[Collection entries]
####
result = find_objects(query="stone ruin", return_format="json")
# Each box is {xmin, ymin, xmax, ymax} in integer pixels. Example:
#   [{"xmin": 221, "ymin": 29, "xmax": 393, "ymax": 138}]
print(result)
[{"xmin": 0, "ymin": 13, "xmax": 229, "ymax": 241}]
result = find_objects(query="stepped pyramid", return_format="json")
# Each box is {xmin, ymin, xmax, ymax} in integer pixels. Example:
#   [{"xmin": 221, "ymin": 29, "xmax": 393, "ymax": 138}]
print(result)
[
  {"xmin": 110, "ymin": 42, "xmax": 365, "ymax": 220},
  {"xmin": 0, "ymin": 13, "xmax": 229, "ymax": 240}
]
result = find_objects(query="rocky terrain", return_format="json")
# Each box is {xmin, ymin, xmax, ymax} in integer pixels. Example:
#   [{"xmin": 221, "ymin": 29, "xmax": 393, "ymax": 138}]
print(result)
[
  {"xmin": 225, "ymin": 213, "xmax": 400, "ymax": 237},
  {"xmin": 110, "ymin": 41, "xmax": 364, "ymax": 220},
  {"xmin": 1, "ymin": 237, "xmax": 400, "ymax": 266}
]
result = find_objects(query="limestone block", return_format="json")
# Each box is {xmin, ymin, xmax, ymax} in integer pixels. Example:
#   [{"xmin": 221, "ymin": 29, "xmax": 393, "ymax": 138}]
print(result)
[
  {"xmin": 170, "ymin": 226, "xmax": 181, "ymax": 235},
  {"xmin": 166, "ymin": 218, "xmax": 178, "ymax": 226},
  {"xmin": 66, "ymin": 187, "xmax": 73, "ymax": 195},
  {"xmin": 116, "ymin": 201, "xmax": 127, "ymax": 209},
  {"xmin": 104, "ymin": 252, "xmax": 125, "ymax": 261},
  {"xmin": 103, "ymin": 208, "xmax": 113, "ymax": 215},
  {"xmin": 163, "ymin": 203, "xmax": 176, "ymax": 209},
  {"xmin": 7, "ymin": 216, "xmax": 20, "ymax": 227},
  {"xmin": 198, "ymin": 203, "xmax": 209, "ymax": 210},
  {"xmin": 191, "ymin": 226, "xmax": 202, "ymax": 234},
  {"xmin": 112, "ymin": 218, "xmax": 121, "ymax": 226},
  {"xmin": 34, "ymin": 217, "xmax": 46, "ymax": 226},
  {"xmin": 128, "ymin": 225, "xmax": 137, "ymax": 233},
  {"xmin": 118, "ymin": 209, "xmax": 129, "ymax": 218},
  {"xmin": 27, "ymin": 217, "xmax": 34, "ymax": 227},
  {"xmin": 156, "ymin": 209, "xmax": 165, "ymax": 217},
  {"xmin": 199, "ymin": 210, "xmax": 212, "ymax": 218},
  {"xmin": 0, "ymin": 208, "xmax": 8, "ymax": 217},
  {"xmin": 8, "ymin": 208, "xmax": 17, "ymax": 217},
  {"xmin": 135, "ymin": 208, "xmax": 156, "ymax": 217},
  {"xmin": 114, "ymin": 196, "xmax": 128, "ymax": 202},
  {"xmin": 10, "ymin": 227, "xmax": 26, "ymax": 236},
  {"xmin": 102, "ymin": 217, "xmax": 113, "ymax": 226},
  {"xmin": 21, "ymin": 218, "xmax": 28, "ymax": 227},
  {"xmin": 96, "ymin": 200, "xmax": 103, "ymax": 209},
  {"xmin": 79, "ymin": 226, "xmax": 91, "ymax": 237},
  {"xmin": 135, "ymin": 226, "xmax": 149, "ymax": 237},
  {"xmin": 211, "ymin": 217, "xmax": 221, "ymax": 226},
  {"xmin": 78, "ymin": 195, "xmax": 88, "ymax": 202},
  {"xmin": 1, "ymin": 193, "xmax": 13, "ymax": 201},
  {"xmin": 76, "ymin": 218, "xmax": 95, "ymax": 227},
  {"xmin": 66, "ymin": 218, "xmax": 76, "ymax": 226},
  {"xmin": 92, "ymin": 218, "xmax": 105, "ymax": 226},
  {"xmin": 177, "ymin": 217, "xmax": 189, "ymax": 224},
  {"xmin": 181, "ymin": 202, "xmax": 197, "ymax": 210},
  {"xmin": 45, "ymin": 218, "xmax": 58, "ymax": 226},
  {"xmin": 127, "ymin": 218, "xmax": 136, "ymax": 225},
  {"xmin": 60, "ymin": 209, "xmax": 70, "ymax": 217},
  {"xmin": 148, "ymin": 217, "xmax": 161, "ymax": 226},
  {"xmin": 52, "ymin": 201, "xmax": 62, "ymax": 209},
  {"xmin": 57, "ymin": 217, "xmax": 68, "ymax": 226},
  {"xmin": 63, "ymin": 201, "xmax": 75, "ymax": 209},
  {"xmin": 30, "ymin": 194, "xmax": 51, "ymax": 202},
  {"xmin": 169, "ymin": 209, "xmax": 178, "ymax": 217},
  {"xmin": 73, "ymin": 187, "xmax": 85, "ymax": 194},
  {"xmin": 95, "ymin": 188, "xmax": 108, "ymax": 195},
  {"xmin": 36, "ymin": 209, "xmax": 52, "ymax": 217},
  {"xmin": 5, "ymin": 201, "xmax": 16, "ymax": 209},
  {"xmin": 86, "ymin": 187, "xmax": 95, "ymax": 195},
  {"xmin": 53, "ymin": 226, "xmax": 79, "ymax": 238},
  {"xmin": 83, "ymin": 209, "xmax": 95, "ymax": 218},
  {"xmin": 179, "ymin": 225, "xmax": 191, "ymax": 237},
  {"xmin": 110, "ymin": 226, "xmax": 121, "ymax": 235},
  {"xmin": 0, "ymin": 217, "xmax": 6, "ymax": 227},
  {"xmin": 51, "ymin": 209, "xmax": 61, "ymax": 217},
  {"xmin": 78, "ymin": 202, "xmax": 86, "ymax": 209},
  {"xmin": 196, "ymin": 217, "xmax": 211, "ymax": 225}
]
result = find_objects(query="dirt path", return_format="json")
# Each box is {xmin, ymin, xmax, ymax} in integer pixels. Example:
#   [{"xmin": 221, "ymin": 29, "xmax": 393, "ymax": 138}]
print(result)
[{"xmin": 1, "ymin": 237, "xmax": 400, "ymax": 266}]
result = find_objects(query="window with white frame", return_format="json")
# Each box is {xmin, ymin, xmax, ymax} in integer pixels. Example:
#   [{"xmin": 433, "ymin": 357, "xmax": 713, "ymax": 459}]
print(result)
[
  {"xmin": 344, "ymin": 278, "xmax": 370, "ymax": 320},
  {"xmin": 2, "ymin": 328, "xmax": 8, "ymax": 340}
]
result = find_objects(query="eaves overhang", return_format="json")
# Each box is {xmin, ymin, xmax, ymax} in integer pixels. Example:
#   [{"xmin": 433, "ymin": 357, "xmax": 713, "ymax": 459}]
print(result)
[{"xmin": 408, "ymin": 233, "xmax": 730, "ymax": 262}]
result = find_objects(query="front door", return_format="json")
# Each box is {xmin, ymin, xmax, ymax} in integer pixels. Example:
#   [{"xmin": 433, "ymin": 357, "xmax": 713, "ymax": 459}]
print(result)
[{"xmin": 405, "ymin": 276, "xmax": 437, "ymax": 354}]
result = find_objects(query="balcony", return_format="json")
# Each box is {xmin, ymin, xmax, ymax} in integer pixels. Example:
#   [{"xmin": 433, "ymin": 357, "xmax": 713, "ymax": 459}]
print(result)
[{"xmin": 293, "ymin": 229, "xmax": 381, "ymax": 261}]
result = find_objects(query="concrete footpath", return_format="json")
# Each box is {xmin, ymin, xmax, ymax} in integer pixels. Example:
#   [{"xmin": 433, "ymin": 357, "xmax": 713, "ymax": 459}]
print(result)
####
Output every entry again, exactly as given.

_Result_
result = find_objects(query="stone ruin", return_format="json")
# Each box is {xmin, ymin, xmax, ymax} in integer pixels. Example:
#   [{"xmin": 221, "ymin": 29, "xmax": 393, "ymax": 138}]
print(result)
[{"xmin": 0, "ymin": 13, "xmax": 229, "ymax": 241}]
result = find_objects(query="stepped pyramid", return_format="json")
# Each box is {xmin, ymin, xmax, ymax} in integer pixels. Example:
#   [{"xmin": 221, "ymin": 29, "xmax": 393, "ymax": 138}]
print(result)
[
  {"xmin": 110, "ymin": 42, "xmax": 365, "ymax": 220},
  {"xmin": 0, "ymin": 13, "xmax": 229, "ymax": 240}
]
result = find_objects(query="rocky terrain", return_format="json")
# Each box is {xmin, ymin, xmax, ymax} in integer pixels. Example:
#   [{"xmin": 221, "ymin": 29, "xmax": 393, "ymax": 138}]
print(result)
[
  {"xmin": 225, "ymin": 213, "xmax": 400, "ymax": 237},
  {"xmin": 110, "ymin": 41, "xmax": 364, "ymax": 220},
  {"xmin": 1, "ymin": 237, "xmax": 400, "ymax": 266}
]
result = find_objects(query="limestone block", return_format="json")
# Each box is {xmin, ymin, xmax, ymax} in integer pixels. Example:
#   [{"xmin": 221, "ymin": 29, "xmax": 393, "ymax": 138}]
print(result)
[
  {"xmin": 170, "ymin": 226, "xmax": 181, "ymax": 235},
  {"xmin": 166, "ymin": 218, "xmax": 178, "ymax": 226},
  {"xmin": 66, "ymin": 187, "xmax": 73, "ymax": 195},
  {"xmin": 116, "ymin": 201, "xmax": 127, "ymax": 209},
  {"xmin": 104, "ymin": 252, "xmax": 125, "ymax": 261},
  {"xmin": 103, "ymin": 208, "xmax": 113, "ymax": 215},
  {"xmin": 163, "ymin": 203, "xmax": 176, "ymax": 209},
  {"xmin": 7, "ymin": 216, "xmax": 20, "ymax": 227},
  {"xmin": 198, "ymin": 203, "xmax": 209, "ymax": 210},
  {"xmin": 191, "ymin": 226, "xmax": 202, "ymax": 234},
  {"xmin": 112, "ymin": 218, "xmax": 121, "ymax": 226},
  {"xmin": 34, "ymin": 217, "xmax": 46, "ymax": 226},
  {"xmin": 128, "ymin": 225, "xmax": 137, "ymax": 233},
  {"xmin": 118, "ymin": 209, "xmax": 129, "ymax": 218},
  {"xmin": 27, "ymin": 217, "xmax": 34, "ymax": 227},
  {"xmin": 156, "ymin": 209, "xmax": 165, "ymax": 217},
  {"xmin": 199, "ymin": 210, "xmax": 212, "ymax": 218},
  {"xmin": 0, "ymin": 208, "xmax": 8, "ymax": 217},
  {"xmin": 8, "ymin": 208, "xmax": 17, "ymax": 217},
  {"xmin": 135, "ymin": 208, "xmax": 156, "ymax": 217},
  {"xmin": 114, "ymin": 196, "xmax": 128, "ymax": 202},
  {"xmin": 10, "ymin": 227, "xmax": 26, "ymax": 236},
  {"xmin": 102, "ymin": 217, "xmax": 113, "ymax": 226},
  {"xmin": 21, "ymin": 218, "xmax": 28, "ymax": 227},
  {"xmin": 96, "ymin": 200, "xmax": 103, "ymax": 209},
  {"xmin": 79, "ymin": 226, "xmax": 91, "ymax": 237},
  {"xmin": 135, "ymin": 226, "xmax": 149, "ymax": 237},
  {"xmin": 211, "ymin": 217, "xmax": 221, "ymax": 226},
  {"xmin": 78, "ymin": 195, "xmax": 88, "ymax": 202},
  {"xmin": 1, "ymin": 193, "xmax": 13, "ymax": 201},
  {"xmin": 76, "ymin": 218, "xmax": 95, "ymax": 227},
  {"xmin": 66, "ymin": 218, "xmax": 76, "ymax": 226},
  {"xmin": 92, "ymin": 218, "xmax": 105, "ymax": 226},
  {"xmin": 177, "ymin": 217, "xmax": 189, "ymax": 224},
  {"xmin": 181, "ymin": 202, "xmax": 197, "ymax": 210},
  {"xmin": 45, "ymin": 218, "xmax": 58, "ymax": 226},
  {"xmin": 127, "ymin": 218, "xmax": 136, "ymax": 225},
  {"xmin": 60, "ymin": 209, "xmax": 70, "ymax": 217},
  {"xmin": 148, "ymin": 217, "xmax": 161, "ymax": 226},
  {"xmin": 52, "ymin": 201, "xmax": 62, "ymax": 209},
  {"xmin": 57, "ymin": 217, "xmax": 68, "ymax": 226},
  {"xmin": 63, "ymin": 201, "xmax": 75, "ymax": 209},
  {"xmin": 30, "ymin": 194, "xmax": 51, "ymax": 202},
  {"xmin": 169, "ymin": 209, "xmax": 178, "ymax": 217},
  {"xmin": 73, "ymin": 187, "xmax": 85, "ymax": 194},
  {"xmin": 95, "ymin": 188, "xmax": 108, "ymax": 195},
  {"xmin": 36, "ymin": 209, "xmax": 52, "ymax": 217},
  {"xmin": 5, "ymin": 201, "xmax": 16, "ymax": 209},
  {"xmin": 86, "ymin": 187, "xmax": 95, "ymax": 195},
  {"xmin": 53, "ymin": 226, "xmax": 79, "ymax": 238},
  {"xmin": 83, "ymin": 209, "xmax": 95, "ymax": 218},
  {"xmin": 179, "ymin": 225, "xmax": 191, "ymax": 237},
  {"xmin": 110, "ymin": 226, "xmax": 121, "ymax": 235},
  {"xmin": 0, "ymin": 217, "xmax": 6, "ymax": 227},
  {"xmin": 51, "ymin": 209, "xmax": 61, "ymax": 217},
  {"xmin": 78, "ymin": 202, "xmax": 86, "ymax": 209},
  {"xmin": 196, "ymin": 217, "xmax": 211, "ymax": 225}
]
result = find_objects(query="dirt path", return_format="json")
# Each box is {xmin, ymin, xmax, ymax} in integer pixels. Example:
#   [{"xmin": 221, "ymin": 29, "xmax": 393, "ymax": 138}]
print(result)
[{"xmin": 1, "ymin": 237, "xmax": 400, "ymax": 266}]
result = find_objects(query="window with white frame", return_format="json")
# Each box is {xmin, ymin, xmax, ymax} in integer pixels. Example:
#   [{"xmin": 433, "ymin": 357, "xmax": 713, "ymax": 459}]
print(result)
[
  {"xmin": 344, "ymin": 278, "xmax": 370, "ymax": 320},
  {"xmin": 2, "ymin": 328, "xmax": 8, "ymax": 340}
]
result = find_objects(query="eaves overhang", return_format="json")
# Each box is {xmin, ymin, xmax, ymax} in integer pixels. Example:
#   [{"xmin": 433, "ymin": 357, "xmax": 713, "ymax": 459}]
print(result)
[{"xmin": 408, "ymin": 233, "xmax": 730, "ymax": 262}]
result = find_objects(query="front door", return_format="json")
# Each box is {xmin, ymin, xmax, ymax} in integer pixels. Example:
#   [{"xmin": 433, "ymin": 357, "xmax": 713, "ymax": 459}]
print(result)
[{"xmin": 405, "ymin": 276, "xmax": 437, "ymax": 354}]
result = find_objects(query="balcony", return_format="json")
# Each box is {xmin, ymin, xmax, ymax} in integer pixels. Example:
#   [{"xmin": 433, "ymin": 357, "xmax": 713, "ymax": 459}]
print(result)
[{"xmin": 293, "ymin": 229, "xmax": 381, "ymax": 261}]
result = find_objects(query="concrete footpath", return_format="json")
# Each box is {xmin, ymin, xmax, ymax} in integer pixels. Example:
#   [{"xmin": 433, "ymin": 357, "xmax": 713, "ymax": 459}]
print(result)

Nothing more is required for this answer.